◆ Stated task
Return every entry exactly as written.

[Excerpts of location labeling data]
* START *
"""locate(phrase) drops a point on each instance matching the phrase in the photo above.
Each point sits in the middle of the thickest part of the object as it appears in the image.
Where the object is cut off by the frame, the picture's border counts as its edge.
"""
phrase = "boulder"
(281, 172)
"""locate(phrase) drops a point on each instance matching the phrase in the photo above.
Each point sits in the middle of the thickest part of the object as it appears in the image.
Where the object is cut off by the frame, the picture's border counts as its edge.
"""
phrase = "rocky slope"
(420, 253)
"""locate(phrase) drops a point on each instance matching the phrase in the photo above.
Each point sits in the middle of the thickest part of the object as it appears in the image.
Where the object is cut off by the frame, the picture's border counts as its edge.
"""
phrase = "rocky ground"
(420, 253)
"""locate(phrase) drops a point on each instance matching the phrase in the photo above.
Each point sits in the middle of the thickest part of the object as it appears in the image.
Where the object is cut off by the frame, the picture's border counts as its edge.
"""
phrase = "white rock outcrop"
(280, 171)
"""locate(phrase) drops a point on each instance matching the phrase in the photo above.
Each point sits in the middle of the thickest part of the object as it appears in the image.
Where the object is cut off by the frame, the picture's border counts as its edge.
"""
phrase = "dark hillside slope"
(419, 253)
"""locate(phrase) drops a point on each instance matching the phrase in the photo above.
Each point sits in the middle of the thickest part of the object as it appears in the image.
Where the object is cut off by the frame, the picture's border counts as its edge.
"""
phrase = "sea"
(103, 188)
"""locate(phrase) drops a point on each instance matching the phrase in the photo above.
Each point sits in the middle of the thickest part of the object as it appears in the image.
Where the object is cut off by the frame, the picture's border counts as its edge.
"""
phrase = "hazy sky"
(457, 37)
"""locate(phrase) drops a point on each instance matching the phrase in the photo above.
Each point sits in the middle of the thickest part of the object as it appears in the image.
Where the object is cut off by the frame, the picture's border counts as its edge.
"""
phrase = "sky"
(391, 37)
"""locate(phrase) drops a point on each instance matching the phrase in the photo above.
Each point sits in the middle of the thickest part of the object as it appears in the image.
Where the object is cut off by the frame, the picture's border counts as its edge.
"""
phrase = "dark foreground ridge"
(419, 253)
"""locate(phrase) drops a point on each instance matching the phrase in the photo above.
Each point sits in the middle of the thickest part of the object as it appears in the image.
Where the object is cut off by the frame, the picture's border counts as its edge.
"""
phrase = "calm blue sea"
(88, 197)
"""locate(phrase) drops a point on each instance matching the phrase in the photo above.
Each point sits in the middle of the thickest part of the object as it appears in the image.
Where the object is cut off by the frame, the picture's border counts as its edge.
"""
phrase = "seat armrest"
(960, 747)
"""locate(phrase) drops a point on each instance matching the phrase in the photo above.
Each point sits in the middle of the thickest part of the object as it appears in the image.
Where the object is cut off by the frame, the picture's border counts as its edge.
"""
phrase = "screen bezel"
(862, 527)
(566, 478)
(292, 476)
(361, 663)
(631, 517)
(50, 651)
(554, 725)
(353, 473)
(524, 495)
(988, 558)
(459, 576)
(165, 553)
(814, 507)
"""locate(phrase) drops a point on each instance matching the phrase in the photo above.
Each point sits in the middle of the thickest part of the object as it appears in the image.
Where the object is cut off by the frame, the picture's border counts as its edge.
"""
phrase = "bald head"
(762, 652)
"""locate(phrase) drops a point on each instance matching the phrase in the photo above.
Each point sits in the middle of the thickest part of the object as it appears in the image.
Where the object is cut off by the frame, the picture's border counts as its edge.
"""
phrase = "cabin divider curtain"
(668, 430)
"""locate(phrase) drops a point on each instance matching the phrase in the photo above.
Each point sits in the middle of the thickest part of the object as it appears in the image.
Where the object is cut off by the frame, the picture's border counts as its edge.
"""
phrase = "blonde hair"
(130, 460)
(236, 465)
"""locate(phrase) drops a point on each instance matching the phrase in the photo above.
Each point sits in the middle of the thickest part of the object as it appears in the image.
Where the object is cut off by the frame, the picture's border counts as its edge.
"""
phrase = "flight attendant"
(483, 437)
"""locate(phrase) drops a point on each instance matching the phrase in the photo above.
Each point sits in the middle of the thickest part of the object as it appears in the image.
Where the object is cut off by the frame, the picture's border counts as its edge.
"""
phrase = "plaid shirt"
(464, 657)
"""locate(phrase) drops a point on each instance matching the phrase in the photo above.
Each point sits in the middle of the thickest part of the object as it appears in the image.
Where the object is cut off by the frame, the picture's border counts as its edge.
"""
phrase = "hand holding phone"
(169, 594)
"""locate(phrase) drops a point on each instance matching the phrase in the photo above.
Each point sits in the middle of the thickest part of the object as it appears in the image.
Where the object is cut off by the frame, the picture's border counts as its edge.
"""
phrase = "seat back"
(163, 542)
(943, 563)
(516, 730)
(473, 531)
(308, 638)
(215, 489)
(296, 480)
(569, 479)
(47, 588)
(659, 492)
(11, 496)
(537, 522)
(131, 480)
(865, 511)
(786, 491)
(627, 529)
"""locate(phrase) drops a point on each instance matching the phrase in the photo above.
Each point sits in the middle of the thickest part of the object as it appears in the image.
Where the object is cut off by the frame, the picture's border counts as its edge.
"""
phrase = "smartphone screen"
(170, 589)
* END *
◆ Completed exercise
"""locate(phrase) drops a point on each instance matching the phrase in the photo above.
Each point sits in the middle of the thickest part of the object as it appears in the image.
Where the object is cut off by the frame, the picture's border counts as its edge.
"""
phrase = "boulder"
(281, 172)
"""locate(phrase) drops a point on each instance matching the phrase in the photo above.
Each point sits in the middle of the thickest part of the object as it appears in the image.
Where the object is cut off by the frame, the picture's border counts as its edge.
"""
phrase = "rocky slope"
(420, 253)
"""locate(phrase) drops a point on each instance matching the phrase in the photo above.
Each point sits in the middle of the thickest part of the object as it appears in the image.
Where the object is cut off by the frame, the picture's border counts as its edge.
"""
phrase = "rocky ground"
(420, 253)
"""locate(phrase) drops a point on each instance matching the phrase in the photo above.
Each point sits in the middle of the thickest part of the object as it appears in the image.
Where the object is cut off by the frame, the picture's border counts as its edge.
"""
phrase = "white rock outcrop"
(280, 171)
"""locate(phrase) drops a point on each instance matching the phrase in the photo above.
Each point sits in the middle of the thickest part of the object as it appears in the image.
Where the object is cut off by the frame, the picture's border counts as its edge.
"""
phrase = "dark hillside slope"
(419, 253)
"""locate(phrase) drops a point on each instance matching the phrase in the photo above.
Each point sits in the middle of the thickest part of the object as it appears in the image.
Where the object is cut off by the frame, the picture's border counts as its edge.
"""
phrase = "sea"
(103, 188)
"""locate(phrase) drops a point on each instance matching the phrase in the photo above.
Each point sits in the middle of the thickest part of the object as it appears in the image.
Where the object is cut off by the frame, the picture's border counts as its edge.
"""
phrase = "hazy sky"
(457, 37)
"""locate(phrase) drops a point on each instance matching the phrase in the photo above.
Each point sits in the middle of the thickest part of the object as it appears in the image.
Where the object is cut off by the frame, the picture's border counts as its edge.
"""
phrase = "sky"
(391, 37)
"""locate(phrase) drops a point on each instance matching the phrase in the photo above.
Each point sits in the middle of the thickest part of the object as it appears in the image.
Where the object is cut off by the frame, the picture's border counts as its edge.
"""
phrase = "dark foreground ridge"
(419, 253)
"""locate(phrase) drops a point on each instance matching the phrase in the photo above.
Each point sits in the middle of the thickest part of the object as it appears in the image.
Where the object is cut off by the frame, the picture's border counts as its edge.
"""
phrase = "calm blue sea"
(88, 197)
"""locate(phrase) drops a point on each instance matching the phrase in the photo above.
Each point sits in the middle of the thickest part of the object as it appears in the image.
Where the object is cut off by the frame, the picture's border counts as its edge.
"""
phrase = "seat armrest"
(960, 747)
"""locate(phrase) drops a point on each instance matching the phrase in the photo above.
Each point sits in the middle of the thickest part of the object as it appears in the image.
Where the object is cut off by the frame, the picture's border counts as its edge.
"""
phrase = "screen bezel"
(862, 527)
(566, 478)
(292, 476)
(361, 663)
(631, 517)
(50, 651)
(554, 725)
(353, 473)
(524, 495)
(988, 558)
(459, 576)
(165, 553)
(814, 507)
"""locate(phrase) drops a point on each instance matching the phrase in the photo above.
Each point sits in the middle of the thickest part of the object as it appears in the image.
Where the object is cut off by the frame, the picture's border counts as its edge.
"""
phrase = "bald head"
(762, 652)
"""locate(phrase) drops a point on each instance matching the phrase in the photo above.
Each point sits in the middle of the thickest part of the object as it appears in the image.
Where the object is cut off by the frame, the picture's border counts as its edge.
"""
phrase = "cabin divider curtain"
(668, 430)
"""locate(phrase) drops a point on each instance matching the phrase in the photo above.
Each point sits in the middle of the thickest part of the object as it appears in the image.
Where the object is cut off by the frame, the picture's border counts as its edge.
"""
phrase = "blonde hair"
(130, 460)
(236, 465)
"""locate(phrase) drops a point on each instance matching the phrase in the photo above.
Each point sits in the middle of the thickest part of the object as it appears in the image.
Where the object is cut off by the frame, the picture's border counts as its edge.
"""
phrase = "flight attendant"
(483, 437)
"""locate(phrase) drops a point on each instance matching the phrase in the photo above.
Each point sits in the middle of the thickest part of the object as it appears in the image.
Where the object is cut off by the frame, the picture's border counts as its edge.
"""
phrase = "plaid shirt"
(464, 657)
"""locate(phrase) drops a point on each instance matching the phrase in the photo above.
Each point sits in the middle of the thickest part of the object as it appears in the image.
Where the object is cut off by the frame, the picture's border counts as its edge.
"""
phrase = "hand holding phone"
(169, 594)
"""locate(phrase) drops a point on each instance matching the phrase in the photo above.
Each point sits in the middle of the thickest part of the object as it appears in the image.
Where the object is cut off by the frame, the picture's border counts as its edge.
"""
phrase = "seat back"
(163, 542)
(943, 563)
(516, 730)
(473, 531)
(308, 638)
(215, 489)
(296, 480)
(569, 479)
(47, 588)
(659, 492)
(11, 496)
(537, 522)
(131, 480)
(865, 511)
(786, 491)
(627, 529)
"""locate(phrase) drops a point on each instance matching the phrase in the photo above.
Each point sits in the middle of the thickest part of the object as it appears in the image.
Where the object is cut off by the frame, the picture's border counts as its edge.
"""
phrase = "smartphone screen"
(170, 589)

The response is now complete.